Written exercise: Copy every one of the records below word for word, leaving nothing out.

>> START Entries supplied

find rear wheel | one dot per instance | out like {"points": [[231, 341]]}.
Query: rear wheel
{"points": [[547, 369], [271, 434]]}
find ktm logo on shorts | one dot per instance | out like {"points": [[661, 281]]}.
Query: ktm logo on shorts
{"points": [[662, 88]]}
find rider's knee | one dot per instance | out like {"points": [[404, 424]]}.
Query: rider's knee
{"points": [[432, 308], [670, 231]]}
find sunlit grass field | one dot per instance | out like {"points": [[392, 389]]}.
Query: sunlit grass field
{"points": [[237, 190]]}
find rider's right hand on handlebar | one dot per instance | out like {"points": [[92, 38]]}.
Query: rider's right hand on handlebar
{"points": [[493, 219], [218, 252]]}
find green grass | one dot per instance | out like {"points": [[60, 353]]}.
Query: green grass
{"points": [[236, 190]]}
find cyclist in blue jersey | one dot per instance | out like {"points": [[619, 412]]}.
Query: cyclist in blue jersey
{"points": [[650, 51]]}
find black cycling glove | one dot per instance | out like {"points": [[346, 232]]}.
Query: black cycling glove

>> END Entries supplied

Final answer:
find rear wheel | one dot per instance | out like {"points": [[231, 341]]}.
Query: rear wheel
{"points": [[547, 369], [271, 434]]}
find ktm logo on shorts | one dot per instance | out like {"points": [[661, 281]]}.
Query: ktm logo on shorts
{"points": [[662, 88]]}
find rider's knee | one dot per instance | out like {"points": [[404, 424]]}.
Query: rider's knee
{"points": [[432, 308], [670, 231]]}
find sunlit grass field | one dot per instance | out like {"points": [[392, 389]]}.
Query: sunlit grass field
{"points": [[237, 190]]}
find rider's right hand on handlebar | one dot per instance | out like {"points": [[92, 38]]}.
Query: rider's right hand on handlebar
{"points": [[493, 219], [218, 252]]}
find green grass | one dot per instance | out like {"points": [[60, 353]]}.
Query: green grass
{"points": [[236, 190]]}
find cyclist in blue jersey | one dot per instance | out like {"points": [[619, 412]]}.
Query: cyclist in blue jersey
{"points": [[650, 51]]}
find black cycling glove | one dot per instance | out like {"points": [[346, 232]]}.
Query: black cycling glove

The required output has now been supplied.